● Your task: Transcribe exactly, please, the lines from the one containing "Exercise. Tag every instance of the green vegetation" through the end of the records below, and leave out the pictures.

● Material supplied:
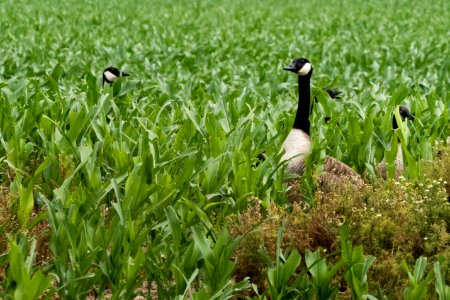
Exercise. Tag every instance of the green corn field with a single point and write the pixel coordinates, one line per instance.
(154, 187)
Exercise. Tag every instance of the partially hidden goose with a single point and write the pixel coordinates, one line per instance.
(111, 74)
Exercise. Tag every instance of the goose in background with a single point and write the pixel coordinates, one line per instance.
(405, 114)
(298, 144)
(111, 74)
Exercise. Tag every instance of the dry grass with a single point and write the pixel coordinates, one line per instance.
(393, 220)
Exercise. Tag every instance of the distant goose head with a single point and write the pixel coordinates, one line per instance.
(405, 114)
(111, 74)
(300, 66)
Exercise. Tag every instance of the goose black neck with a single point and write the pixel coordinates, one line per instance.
(394, 123)
(304, 101)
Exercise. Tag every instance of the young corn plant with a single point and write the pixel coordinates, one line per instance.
(442, 289)
(357, 267)
(23, 280)
(418, 281)
(284, 269)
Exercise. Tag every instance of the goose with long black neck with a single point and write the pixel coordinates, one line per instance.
(405, 114)
(298, 144)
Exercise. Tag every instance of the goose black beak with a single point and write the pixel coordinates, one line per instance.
(291, 68)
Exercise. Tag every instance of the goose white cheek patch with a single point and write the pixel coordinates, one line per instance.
(305, 69)
(110, 76)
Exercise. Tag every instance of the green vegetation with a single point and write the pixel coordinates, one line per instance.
(153, 187)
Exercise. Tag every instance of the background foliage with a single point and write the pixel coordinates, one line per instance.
(106, 191)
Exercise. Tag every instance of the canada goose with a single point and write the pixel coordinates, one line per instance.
(111, 74)
(298, 143)
(405, 114)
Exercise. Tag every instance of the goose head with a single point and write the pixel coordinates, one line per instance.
(300, 66)
(111, 74)
(405, 114)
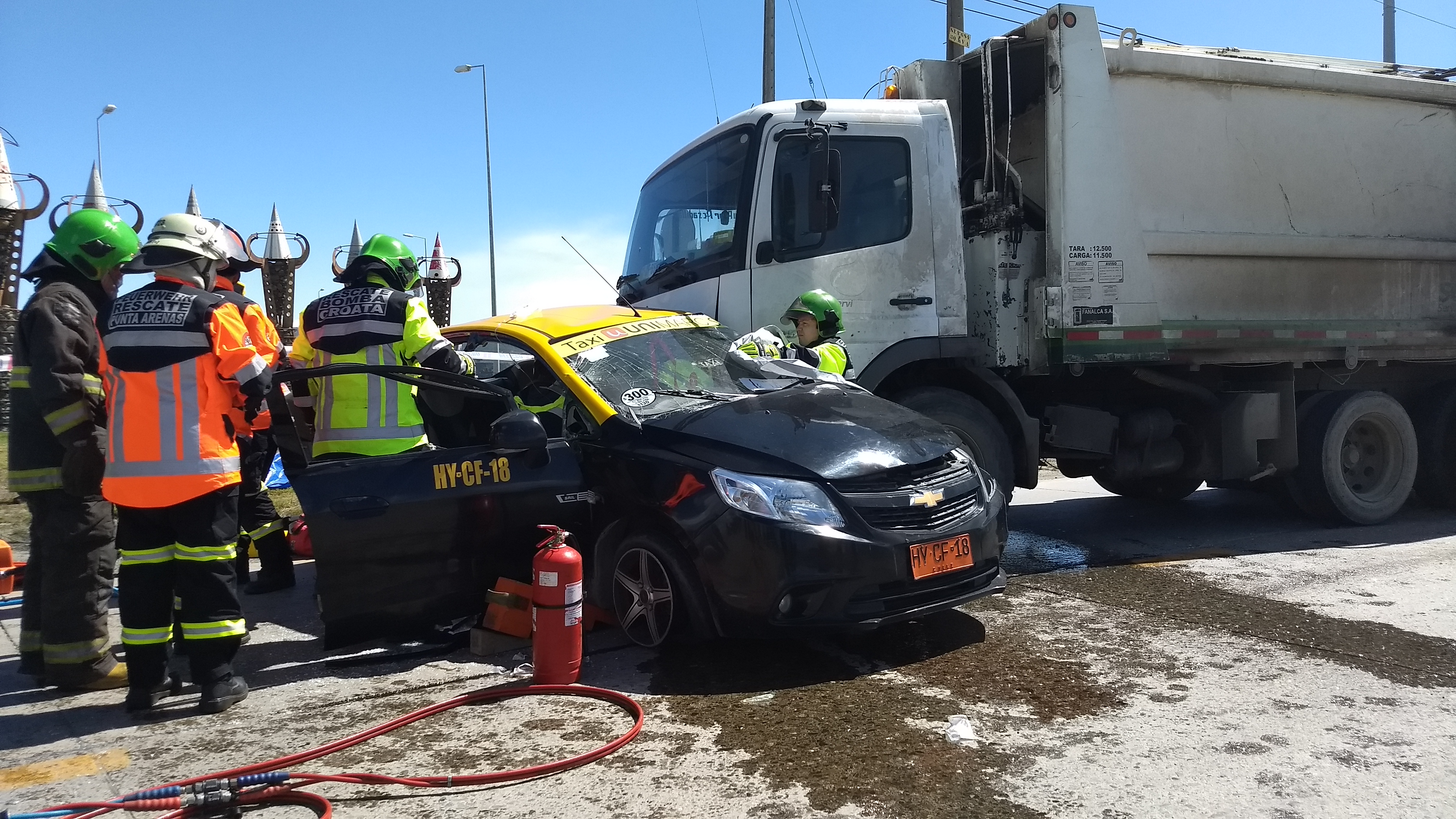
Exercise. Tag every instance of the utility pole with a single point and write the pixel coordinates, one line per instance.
(768, 50)
(954, 20)
(1390, 31)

● Result of this task:
Exercise. Tag every instance of the green vegetation with a single point and write the pixel coordinates, one line per instance.
(153, 187)
Exercise. Tag every instance of the background foliage with a single point and write the pixel coordinates, one line per instance.
(106, 191)
Exercise. Tag every instance of the canada goose with a single point and write the pixel coordinates, one line per instance.
(111, 74)
(298, 143)
(405, 114)
Exercise. Tag every instance of the goose head with a single point and write the pixel coordinates, one line per instance.
(300, 66)
(111, 74)
(405, 114)
Exercise. Tag every instance of the utility pole with a single point and write the pixel coordinates, one line per instance.
(768, 50)
(954, 20)
(1390, 31)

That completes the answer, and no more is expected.